= Passage =

::::

BigOWLIM 3.3 in use by the BBC for the World Cup website from Atanas Kiryakov on 2010-06-22 (semantic-web@w3.org from June 2010)

From: Atanas Kiryakov <naso@sirma.bg>
Date: Tue, 22 Jun 2010 15:22:35 +0300
To: <semantic-web@w3.org>
Message-ID: <97CF923172424E1897B521C13F43BA63@sirma.int>
BigOWLIM 3.3 Handles Millions of Queries per Day, Supports OWL 2 RL 
Reasoning and Provides Unmatched Linked Data Integration, Management and 
Retrieval Capabilities

Ontotext is pleased to announce version 3.3 of BigOWLIM. The development of 
this version was influenced by the requirements of FactForge and 
LinkedLifeData (two of the most advanced linked data portals) and the BBC's 
2010 World Cup website - probably the most challenging real-world use case 
of semantic repositories implemented so far. Within the LarKC project 
(http://larkc.eu) BigOWLIM is used as the data layer in a platform for Web 
scale reasoning, which features a range of reasoning plug-ins, including the 
WebPIE massively parallel reasoning system [4].

The key characteristics and features of BigOWLIM include:
- *Pure Java* implementation and fully compatible with Sesame 2, which 
brings interoperability benefits and support for all popular RDF syntaxes 
and query languages, including SPARQL;
- *Clustering support* brings resilience, failover and horizontally scalable 
parallel query processing;
- Customisable reasoning, in addition to RDFS, OWL-Horst, and *OWL 2 RL* 
support [2];
- *Optimized owl:sameAs* handling, which delivers dramatic improvements in 
performance and usability when huge volumes of data from multiple sources 
are integrated;
- *Full-text search*, based on either Lucene or proprietary techniques;
- *High performance retraction* of statements and their inferences.

::::

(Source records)

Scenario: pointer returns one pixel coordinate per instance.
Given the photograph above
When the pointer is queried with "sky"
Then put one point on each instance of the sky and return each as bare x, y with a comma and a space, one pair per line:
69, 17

::::

= Tasks =
1. Decide whether each statement agrees with the BigOWLIM announcement. Answer yes or no, and quote the deciding words of the text.
(a) BigOWLIM is fully compatible with Sesame 2.
(b) Full-text search in BigOWLIM relies only on Lucene.
(c) In the LarKC project, BigOWLIM serves as the data layer of a platform.
2. Print every line of the entries without any change.
The entries have no connection to the text.

= Per-task outputs =
1.
(a) Yes: "fully compatible with Sesame 2"
(b) No: "based on either Lucene or proprietary techniques"
(c) Yes: "BigOWLIM is used as the data layer in a platform for Web scale reasoning"

2.
Scenario: pointer returns one pixel coordinate per instance.
Given the photograph above
When the pointer is queried with "sky"
Then put one point on each instance of the sky and return each as bare x, y with a comma and a space, one pair per line:
69, 17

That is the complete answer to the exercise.